— PAGE EXCERPT —

Now, I’m convinced I’m off my rocker. No one in their right mind would knowingly expose themselves to such brutal punishment. I continue only because I’m somewhat of a sadist and I haven’t burned out yet. There always seems to be something new to write about, and when I can use myself as an example, it makes it that much more exciting, for me.

Like everything else I did back then, I was only interested in finding out whether or not I could do it. Back then, over two decades ago, I succeeded in accomplishing everything I attempted, anything and everything that caught my fancy. These days, little catches my fancy. Old age is something I never thought I would accomplish and now I see why.

As a child, everyone pounded into my thick skull that I was dumb, stupid and lazy. All my life I kept trying to prove to myself I wasn’t. It appears this writing thing is a little more difficult than I figured. However, over those two decades, my writing goals have changed. I started out writing short stories, novels were out of the question. They were too large a project for such a small mind. I never had plans or hopes of publishing anything. My goal was pleasing those in my writing group.

The publishing urge didn’t strike me until a dozen years ago when I decided to write a novel. It was before self-publishing became popular. Three novels later, I learned publishing meant little. Promotion and sales are what makes a writer popular, whether you do it yourself or pay someone to do it for you. I hung my head, and went back to short stories and succeeded in publishing a few, a dissatisfying accomplishment. Now it’s writing unedited blog articles. At least I know people are reading my words and this feeds the need to write more.

The only thing left on my list of achievements is writing a non-fiction book. Maybe in another decade or so, I might. Now, that desire is but a spark. When it becomes a flame, I may try it. If nothing else, it may keep me out of the bottle and off the street.

As you see, our reasons for writing differ greatly and our goals change for some reason or another. Being a famous writer was never my goal, a hope maybe. I could never picture myself as famous, and maybe that’s the reason I haven’t succeeded, or maybe it’s because I suck at writing novels or maybe I fear being in the limelight. Once you become popular, you must continue up the ladder. The next must be bigger and better than the last. Pressure increases. Pleasant writing periods turn into demanding deadlines. Now you are a professional writer working for someone else. Then you might like these things. Maybe working under pressure spurs you onward and upwards. Okay, get out there and getter dun.

Having a goal in mind and a gut wrenching desire to write something has a lot to do with it. I start many projects and sometimes lose my driving force and have to put them aside. I just cannot force myself and have it come out as I felt at first.

Desire goads one on to greater achievements, I guess. Then, who says I haven’t been successful? Who or what determines success. I became and continue to be, a writer. What I write tickles the hell out of me. People all over the world read my blogs, not a lot, but enough to make me proud I’m a writer.

— PROVIDED MATERIAL —
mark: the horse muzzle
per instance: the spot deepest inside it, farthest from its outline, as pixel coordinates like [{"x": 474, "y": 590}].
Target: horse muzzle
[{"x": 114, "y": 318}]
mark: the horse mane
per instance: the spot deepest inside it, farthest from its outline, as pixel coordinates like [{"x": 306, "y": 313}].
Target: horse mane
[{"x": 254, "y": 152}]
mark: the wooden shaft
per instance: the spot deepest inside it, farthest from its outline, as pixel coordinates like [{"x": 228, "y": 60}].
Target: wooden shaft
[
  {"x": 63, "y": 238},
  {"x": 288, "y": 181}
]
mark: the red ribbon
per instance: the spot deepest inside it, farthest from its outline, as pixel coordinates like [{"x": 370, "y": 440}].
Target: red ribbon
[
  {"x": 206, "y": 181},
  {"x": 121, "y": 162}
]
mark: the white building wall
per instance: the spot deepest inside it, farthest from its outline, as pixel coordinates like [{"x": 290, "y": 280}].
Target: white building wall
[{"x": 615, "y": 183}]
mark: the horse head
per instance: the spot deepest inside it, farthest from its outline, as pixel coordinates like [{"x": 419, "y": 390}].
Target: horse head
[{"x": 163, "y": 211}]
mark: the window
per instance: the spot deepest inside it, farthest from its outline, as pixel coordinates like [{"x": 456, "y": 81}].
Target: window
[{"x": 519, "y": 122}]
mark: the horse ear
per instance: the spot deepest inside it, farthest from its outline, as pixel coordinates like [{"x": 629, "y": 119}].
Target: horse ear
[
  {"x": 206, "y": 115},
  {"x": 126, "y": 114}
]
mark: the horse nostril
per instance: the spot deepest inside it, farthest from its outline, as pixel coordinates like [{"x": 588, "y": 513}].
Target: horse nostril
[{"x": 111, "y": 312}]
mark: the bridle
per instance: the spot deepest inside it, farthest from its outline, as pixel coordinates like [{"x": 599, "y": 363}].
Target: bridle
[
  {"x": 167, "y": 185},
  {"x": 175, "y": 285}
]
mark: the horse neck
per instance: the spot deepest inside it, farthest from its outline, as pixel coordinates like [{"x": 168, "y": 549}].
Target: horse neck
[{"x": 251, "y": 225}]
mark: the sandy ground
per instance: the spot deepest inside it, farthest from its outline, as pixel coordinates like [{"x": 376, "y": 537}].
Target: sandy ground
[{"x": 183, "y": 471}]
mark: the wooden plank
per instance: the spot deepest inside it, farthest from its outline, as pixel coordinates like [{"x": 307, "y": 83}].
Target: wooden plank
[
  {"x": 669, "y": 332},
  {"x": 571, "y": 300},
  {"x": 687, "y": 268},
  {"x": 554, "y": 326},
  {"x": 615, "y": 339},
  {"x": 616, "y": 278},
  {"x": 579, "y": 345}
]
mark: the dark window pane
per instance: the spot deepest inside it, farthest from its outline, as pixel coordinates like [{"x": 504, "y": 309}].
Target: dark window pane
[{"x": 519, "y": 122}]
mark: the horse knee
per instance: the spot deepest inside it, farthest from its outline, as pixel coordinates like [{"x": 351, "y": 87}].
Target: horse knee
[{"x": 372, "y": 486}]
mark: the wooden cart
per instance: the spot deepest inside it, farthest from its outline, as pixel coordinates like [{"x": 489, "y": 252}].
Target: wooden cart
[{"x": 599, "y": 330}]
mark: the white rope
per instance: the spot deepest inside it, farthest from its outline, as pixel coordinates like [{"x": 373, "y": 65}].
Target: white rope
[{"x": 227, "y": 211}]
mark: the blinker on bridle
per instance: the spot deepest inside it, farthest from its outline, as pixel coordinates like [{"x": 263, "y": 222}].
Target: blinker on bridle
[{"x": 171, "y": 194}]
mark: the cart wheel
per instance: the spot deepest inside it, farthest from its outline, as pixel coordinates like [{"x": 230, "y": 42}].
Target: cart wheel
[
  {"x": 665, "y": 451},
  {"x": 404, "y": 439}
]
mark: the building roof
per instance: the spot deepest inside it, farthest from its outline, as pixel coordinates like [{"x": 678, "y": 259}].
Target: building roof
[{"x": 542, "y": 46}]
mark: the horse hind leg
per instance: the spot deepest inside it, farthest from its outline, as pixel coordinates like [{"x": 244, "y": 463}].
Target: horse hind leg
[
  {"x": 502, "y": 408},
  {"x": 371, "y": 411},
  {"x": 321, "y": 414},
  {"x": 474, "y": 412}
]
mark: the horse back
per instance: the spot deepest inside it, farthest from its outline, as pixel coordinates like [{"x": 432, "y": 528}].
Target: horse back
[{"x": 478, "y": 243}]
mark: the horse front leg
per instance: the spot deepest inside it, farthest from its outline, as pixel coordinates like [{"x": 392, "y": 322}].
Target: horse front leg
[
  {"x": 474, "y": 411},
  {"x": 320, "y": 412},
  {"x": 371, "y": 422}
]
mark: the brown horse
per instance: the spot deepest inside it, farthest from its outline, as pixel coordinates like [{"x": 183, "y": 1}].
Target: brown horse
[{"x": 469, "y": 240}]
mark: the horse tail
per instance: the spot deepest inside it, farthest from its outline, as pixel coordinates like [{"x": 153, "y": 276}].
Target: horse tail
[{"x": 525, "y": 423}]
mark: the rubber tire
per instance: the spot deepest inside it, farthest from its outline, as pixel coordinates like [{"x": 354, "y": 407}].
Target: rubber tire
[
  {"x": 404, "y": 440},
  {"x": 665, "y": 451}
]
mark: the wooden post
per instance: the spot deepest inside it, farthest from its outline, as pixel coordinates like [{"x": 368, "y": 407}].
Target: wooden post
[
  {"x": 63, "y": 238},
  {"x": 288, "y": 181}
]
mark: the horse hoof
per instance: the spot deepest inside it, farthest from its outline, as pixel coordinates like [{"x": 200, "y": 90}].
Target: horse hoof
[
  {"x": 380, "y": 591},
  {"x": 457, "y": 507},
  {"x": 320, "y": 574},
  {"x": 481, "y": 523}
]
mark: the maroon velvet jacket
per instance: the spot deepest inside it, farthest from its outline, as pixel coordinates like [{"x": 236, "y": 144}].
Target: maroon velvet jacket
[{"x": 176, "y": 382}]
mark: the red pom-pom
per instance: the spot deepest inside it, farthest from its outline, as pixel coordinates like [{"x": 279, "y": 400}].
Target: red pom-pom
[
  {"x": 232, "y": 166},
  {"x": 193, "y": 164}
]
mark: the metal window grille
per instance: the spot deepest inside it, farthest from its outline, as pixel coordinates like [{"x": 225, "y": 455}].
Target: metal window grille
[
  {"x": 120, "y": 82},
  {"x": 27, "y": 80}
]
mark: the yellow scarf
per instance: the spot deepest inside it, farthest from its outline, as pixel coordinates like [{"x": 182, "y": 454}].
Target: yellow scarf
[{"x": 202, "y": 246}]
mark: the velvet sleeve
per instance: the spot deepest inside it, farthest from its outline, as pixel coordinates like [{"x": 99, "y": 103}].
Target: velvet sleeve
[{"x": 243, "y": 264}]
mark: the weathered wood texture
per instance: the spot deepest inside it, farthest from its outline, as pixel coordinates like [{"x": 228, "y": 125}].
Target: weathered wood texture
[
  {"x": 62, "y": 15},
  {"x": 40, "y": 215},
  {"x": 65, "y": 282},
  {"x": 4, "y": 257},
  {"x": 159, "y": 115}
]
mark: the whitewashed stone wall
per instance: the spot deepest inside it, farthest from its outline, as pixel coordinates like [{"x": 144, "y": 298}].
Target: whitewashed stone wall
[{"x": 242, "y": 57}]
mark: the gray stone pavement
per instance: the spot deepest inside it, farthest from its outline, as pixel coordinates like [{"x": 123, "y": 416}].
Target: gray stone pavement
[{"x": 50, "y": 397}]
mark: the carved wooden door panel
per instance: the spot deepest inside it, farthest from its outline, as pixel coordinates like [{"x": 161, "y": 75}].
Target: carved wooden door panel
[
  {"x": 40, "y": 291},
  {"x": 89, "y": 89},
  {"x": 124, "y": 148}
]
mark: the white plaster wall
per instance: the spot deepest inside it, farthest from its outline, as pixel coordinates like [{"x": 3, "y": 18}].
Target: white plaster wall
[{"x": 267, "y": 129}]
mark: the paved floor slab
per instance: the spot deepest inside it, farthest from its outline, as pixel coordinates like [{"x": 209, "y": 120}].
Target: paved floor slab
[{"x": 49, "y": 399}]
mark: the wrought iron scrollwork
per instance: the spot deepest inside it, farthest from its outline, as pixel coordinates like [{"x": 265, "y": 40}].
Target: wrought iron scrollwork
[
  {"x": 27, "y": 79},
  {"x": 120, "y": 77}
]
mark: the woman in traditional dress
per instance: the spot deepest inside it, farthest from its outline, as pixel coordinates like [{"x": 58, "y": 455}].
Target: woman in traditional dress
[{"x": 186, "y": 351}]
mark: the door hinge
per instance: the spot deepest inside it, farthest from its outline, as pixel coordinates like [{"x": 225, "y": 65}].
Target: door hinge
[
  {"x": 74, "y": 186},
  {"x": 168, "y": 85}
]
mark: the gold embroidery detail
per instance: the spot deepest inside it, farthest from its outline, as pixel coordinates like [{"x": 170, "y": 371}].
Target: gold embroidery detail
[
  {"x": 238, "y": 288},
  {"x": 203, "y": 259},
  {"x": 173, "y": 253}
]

— EXERCISE TASK 1 —
In the essay on writing, substitute "happy" for "proud" in the passage starting at "Desire goads one" and ending at "I’m a writer.", and write out the revised passage.
— EXERCISE TASK 2 —
In the essay on writing, what was the writer's goal before the urge to publish came along?
The material isn't needed for this work.

— CORRECT ANSWER 1 —
Desire goads one on to greater achievements, I guess. Then, who says I haven’t been successful? Who or what determines success. I became and continue to be, a writer. What I write tickles the hell out of me. People all over the world read my blogs, not a lot, but enough to make me happy I’m a writer.

— CORRECT ANSWER 2 —
Pleasing those in the writing group.